▶ _Exercise_:
Convert the lines below into a Markdown table with two columns, Number and Record line. Number the rows in order and put one line in each row, leaving out blank lines and pictures. Begin at the line that contains "Ground ceiling fan blade" and stop after the line that contains "left=19, top=606, right=735, bottom=683".

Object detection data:

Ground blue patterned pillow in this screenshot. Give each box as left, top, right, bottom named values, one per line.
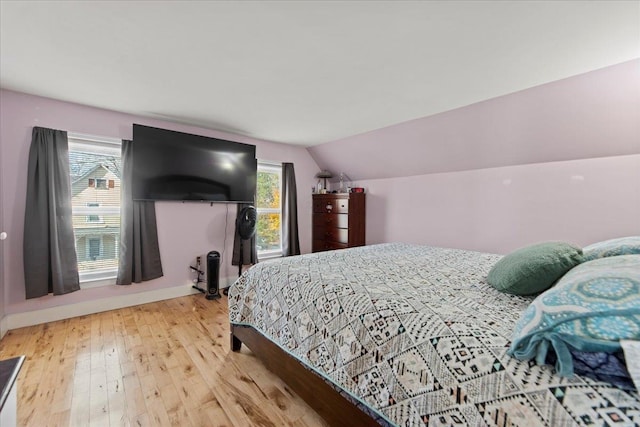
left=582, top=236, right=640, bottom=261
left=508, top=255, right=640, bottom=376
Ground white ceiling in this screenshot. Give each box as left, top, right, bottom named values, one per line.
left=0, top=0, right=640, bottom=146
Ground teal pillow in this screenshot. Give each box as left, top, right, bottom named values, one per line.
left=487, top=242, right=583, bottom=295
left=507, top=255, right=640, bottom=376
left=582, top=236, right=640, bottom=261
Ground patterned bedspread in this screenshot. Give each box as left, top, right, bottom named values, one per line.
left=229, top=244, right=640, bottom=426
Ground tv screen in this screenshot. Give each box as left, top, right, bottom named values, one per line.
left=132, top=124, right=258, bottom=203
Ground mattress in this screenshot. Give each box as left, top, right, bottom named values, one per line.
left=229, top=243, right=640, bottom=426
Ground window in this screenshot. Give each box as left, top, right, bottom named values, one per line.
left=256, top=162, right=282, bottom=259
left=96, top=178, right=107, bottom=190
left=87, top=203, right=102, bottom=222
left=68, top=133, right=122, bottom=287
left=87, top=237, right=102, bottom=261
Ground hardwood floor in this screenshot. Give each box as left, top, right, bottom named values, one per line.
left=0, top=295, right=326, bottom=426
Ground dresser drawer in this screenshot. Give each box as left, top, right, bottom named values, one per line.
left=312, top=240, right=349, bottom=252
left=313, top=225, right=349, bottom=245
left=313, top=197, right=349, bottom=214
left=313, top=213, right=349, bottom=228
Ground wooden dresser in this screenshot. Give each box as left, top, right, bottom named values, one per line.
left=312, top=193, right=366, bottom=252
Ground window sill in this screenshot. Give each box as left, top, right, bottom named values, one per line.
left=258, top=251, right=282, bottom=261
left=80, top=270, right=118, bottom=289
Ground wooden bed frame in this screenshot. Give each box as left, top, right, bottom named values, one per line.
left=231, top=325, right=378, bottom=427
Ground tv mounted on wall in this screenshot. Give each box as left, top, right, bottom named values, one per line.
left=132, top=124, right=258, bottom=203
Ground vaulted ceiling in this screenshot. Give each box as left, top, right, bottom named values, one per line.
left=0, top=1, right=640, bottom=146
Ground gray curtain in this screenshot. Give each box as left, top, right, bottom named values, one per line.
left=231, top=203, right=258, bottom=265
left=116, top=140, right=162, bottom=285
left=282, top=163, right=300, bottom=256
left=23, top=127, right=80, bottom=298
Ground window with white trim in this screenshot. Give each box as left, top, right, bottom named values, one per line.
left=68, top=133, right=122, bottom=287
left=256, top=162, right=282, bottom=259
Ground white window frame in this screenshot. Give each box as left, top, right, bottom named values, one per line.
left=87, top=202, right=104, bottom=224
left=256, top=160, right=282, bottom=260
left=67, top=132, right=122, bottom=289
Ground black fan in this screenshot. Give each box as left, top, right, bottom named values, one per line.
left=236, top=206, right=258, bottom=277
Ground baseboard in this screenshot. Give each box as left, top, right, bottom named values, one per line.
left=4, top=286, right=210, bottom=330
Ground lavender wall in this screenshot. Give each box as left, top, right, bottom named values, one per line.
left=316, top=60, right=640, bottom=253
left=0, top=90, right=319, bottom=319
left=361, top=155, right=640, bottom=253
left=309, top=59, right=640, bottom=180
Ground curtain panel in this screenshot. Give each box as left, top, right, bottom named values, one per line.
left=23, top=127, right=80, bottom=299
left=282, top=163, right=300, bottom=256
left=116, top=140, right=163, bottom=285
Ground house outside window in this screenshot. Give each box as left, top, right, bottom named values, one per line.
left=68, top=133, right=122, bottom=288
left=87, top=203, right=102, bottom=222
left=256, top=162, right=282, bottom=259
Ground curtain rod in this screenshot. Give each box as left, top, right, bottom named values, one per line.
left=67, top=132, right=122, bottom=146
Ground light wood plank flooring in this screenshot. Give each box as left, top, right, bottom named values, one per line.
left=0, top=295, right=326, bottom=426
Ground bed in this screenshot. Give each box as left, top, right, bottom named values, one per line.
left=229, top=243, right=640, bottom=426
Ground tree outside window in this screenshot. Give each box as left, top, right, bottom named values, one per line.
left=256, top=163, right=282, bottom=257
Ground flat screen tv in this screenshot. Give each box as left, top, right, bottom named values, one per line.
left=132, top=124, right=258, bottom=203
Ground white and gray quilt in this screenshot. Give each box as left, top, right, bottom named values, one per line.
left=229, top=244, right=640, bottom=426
* * *
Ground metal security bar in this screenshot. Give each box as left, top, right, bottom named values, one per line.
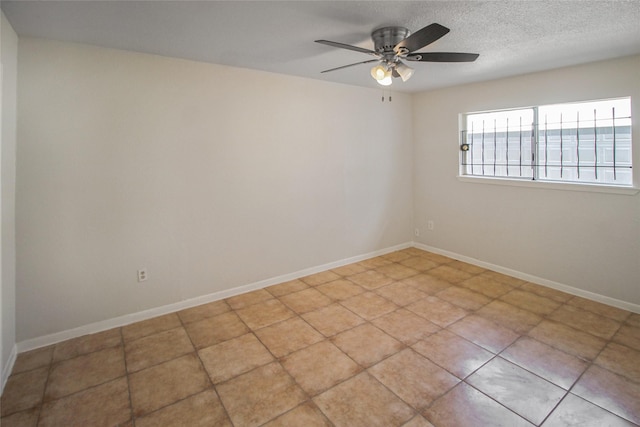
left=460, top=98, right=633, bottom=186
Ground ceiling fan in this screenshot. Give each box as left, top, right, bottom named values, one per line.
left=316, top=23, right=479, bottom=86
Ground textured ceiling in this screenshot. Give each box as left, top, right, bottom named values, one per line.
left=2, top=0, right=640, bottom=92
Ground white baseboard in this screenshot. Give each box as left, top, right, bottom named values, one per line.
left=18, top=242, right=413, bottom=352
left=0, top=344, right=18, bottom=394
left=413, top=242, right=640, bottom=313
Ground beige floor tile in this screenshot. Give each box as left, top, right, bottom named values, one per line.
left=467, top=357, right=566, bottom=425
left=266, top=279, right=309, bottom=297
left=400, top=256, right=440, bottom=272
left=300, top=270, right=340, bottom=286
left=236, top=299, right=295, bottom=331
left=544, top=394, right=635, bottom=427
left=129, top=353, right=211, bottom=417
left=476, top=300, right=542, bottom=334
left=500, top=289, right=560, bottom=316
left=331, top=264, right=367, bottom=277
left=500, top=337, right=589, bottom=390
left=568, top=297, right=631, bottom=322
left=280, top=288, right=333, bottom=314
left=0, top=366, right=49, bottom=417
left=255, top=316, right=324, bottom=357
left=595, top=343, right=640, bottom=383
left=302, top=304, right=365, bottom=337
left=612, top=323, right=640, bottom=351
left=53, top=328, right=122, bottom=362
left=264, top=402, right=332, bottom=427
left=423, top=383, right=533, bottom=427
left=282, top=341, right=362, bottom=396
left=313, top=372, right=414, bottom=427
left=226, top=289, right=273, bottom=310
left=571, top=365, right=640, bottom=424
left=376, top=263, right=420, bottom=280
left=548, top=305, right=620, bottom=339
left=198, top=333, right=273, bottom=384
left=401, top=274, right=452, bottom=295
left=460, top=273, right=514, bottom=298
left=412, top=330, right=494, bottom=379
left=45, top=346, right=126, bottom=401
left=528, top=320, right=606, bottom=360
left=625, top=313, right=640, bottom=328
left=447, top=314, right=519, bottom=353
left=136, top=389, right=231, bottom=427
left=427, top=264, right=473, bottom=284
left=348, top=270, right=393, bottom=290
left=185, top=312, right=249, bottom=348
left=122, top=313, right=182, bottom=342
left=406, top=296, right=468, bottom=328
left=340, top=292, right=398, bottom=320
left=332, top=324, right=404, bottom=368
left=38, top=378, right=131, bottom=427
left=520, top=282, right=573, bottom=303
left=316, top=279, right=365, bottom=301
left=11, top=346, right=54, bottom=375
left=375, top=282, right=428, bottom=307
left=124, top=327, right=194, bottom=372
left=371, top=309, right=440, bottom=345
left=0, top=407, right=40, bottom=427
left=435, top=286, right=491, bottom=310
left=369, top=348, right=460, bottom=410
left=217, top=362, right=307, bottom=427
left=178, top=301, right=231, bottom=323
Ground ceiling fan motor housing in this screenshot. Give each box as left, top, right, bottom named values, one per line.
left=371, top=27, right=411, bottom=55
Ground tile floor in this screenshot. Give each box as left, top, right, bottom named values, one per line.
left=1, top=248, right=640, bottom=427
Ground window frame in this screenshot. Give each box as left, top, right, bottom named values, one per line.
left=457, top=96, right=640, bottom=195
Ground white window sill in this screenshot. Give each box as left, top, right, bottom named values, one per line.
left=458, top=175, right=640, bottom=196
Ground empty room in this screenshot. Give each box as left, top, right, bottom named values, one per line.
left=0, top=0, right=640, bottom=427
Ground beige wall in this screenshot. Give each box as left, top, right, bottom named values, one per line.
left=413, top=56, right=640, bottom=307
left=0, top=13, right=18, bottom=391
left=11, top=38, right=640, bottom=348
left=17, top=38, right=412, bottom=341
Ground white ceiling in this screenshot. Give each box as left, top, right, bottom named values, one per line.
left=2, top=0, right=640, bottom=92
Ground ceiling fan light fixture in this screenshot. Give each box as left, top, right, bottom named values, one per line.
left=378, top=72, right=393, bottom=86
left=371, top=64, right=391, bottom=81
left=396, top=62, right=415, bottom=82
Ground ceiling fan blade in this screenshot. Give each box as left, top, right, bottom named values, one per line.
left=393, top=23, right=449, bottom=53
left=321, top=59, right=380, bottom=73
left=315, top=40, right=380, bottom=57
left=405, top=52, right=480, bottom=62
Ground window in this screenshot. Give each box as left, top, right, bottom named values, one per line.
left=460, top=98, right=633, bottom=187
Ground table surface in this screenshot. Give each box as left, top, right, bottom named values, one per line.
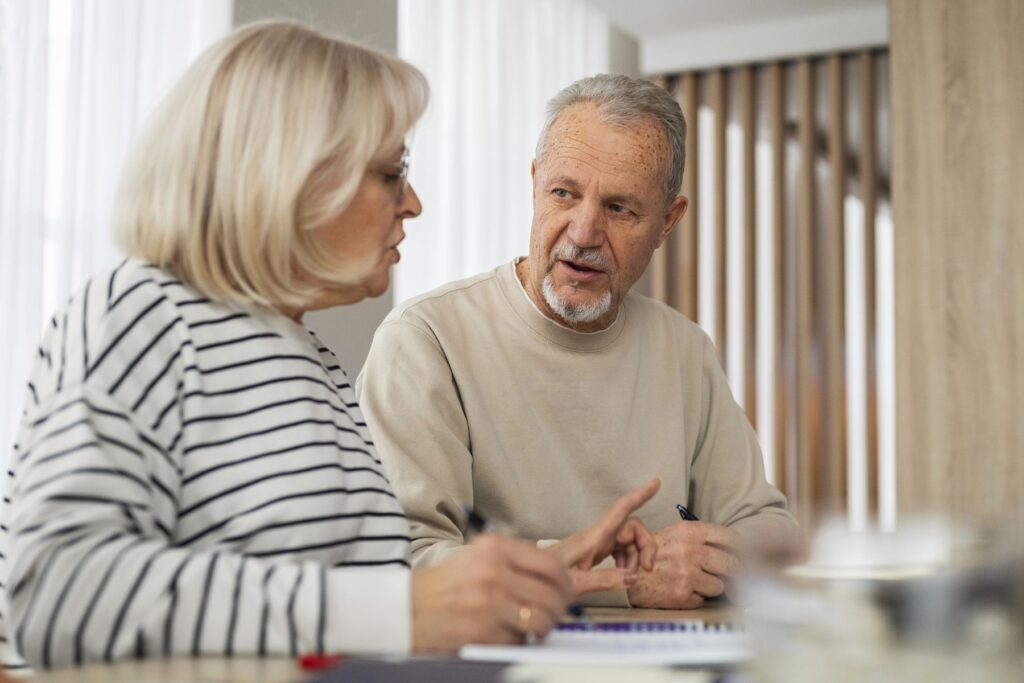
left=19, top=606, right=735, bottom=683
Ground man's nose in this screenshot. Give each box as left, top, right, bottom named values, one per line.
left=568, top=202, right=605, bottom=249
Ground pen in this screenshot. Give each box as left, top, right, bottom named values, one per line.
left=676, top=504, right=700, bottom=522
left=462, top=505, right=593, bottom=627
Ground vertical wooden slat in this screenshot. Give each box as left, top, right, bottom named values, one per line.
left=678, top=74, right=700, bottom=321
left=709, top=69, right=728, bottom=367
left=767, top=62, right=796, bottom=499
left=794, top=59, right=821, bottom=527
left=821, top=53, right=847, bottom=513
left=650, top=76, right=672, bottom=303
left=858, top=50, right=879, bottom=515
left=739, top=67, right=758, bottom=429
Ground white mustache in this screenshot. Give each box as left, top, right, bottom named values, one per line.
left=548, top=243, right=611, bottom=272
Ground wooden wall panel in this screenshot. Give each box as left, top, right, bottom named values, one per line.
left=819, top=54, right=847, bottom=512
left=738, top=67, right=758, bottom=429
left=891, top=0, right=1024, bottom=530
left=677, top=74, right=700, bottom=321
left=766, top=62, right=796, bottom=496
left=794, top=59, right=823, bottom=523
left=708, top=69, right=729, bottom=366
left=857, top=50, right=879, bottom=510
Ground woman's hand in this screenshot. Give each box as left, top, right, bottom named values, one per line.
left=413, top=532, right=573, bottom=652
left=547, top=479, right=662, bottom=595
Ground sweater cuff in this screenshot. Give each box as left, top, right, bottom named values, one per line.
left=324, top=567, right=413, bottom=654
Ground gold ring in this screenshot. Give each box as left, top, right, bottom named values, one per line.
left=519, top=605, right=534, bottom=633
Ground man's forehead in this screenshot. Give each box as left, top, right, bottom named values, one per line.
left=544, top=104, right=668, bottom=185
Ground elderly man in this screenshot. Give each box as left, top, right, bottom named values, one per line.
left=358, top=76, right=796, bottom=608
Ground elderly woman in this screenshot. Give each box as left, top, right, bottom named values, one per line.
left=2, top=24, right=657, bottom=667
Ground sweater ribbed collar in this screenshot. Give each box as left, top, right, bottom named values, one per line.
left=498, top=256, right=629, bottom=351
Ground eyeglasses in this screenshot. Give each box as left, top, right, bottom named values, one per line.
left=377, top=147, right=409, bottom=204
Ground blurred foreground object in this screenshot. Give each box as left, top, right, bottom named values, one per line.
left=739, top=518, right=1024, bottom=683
--
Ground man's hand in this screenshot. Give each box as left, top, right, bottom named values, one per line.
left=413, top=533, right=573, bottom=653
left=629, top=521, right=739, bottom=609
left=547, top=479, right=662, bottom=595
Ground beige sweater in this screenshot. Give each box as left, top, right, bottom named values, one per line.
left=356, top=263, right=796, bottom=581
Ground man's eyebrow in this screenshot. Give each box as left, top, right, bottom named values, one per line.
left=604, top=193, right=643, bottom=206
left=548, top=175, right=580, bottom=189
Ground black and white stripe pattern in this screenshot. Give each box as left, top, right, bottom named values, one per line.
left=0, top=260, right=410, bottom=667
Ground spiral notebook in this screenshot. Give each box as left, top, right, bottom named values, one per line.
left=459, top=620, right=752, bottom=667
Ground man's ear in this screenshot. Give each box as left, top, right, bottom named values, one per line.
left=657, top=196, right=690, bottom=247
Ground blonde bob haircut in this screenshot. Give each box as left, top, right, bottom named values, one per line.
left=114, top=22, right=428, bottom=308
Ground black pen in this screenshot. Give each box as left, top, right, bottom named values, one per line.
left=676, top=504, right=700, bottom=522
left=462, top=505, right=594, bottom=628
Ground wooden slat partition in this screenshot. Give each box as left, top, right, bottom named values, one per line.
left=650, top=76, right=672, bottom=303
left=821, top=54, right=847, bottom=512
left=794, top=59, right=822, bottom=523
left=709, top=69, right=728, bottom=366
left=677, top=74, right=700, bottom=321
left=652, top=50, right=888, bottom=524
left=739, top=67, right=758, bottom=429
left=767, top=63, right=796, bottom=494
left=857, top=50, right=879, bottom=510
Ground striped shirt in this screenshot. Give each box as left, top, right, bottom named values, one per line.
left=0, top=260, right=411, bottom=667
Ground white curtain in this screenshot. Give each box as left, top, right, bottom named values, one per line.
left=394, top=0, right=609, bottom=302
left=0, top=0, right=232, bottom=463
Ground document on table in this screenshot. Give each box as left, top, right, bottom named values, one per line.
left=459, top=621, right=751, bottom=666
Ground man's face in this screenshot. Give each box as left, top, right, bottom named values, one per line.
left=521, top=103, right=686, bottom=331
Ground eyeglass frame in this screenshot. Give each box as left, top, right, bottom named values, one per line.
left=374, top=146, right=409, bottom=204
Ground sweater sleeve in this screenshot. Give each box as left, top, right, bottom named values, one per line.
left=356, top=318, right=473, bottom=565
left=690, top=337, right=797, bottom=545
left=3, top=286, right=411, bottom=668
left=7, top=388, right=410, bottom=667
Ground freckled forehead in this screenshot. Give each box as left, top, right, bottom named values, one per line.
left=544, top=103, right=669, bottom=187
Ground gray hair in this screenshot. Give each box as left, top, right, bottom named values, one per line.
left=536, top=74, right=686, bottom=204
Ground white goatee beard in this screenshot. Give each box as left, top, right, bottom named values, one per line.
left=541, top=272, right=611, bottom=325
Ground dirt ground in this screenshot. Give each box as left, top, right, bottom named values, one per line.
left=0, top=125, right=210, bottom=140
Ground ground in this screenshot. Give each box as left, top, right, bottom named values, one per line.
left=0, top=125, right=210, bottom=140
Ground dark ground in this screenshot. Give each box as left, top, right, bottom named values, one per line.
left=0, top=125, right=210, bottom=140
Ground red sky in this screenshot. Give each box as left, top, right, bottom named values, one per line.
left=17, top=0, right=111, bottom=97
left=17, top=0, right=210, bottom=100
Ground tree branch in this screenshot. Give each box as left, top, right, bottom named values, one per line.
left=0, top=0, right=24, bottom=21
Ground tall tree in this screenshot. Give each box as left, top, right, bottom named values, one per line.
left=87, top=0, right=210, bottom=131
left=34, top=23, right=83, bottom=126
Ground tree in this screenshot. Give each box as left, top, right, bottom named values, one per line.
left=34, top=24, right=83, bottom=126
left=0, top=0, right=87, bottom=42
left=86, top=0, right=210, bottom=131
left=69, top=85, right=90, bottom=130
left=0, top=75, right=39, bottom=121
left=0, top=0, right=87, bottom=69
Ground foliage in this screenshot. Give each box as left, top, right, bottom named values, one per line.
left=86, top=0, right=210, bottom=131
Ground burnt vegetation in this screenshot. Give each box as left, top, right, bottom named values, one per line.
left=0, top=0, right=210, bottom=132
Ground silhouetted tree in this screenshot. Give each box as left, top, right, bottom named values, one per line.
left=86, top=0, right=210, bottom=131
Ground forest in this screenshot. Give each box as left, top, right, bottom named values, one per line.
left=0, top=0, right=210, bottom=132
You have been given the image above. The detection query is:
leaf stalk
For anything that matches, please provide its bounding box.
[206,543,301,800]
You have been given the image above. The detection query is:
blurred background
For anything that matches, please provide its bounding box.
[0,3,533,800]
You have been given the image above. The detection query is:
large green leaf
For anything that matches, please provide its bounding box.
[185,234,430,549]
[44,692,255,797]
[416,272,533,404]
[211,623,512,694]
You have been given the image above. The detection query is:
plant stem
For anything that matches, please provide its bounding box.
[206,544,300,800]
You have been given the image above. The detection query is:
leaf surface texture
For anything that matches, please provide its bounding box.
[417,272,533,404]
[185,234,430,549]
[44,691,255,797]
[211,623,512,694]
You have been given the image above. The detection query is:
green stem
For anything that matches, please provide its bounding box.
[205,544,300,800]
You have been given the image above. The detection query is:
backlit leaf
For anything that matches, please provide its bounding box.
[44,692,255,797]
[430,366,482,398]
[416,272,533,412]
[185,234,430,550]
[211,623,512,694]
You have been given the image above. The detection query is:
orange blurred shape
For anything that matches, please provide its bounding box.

▶ _Task output_:
| Number | Record line |
|---|---|
| 1 | Ground ceiling fan blade in this screenshot. Give each box as left, top, right, bottom named values, one per line. |
| 2 | left=393, top=23, right=449, bottom=53 |
| 3 | left=321, top=59, right=380, bottom=73 |
| 4 | left=315, top=40, right=380, bottom=57 |
| 5 | left=405, top=52, right=480, bottom=62 |
| 6 | Ground window in this screenshot. Give each box as left, top, right, bottom named values, one per line. |
| 7 | left=460, top=98, right=633, bottom=187 |
| 8 | Ground table surface in this screenshot. Give each box as left, top, right, bottom named values, one per line. |
| 9 | left=19, top=606, right=735, bottom=683 |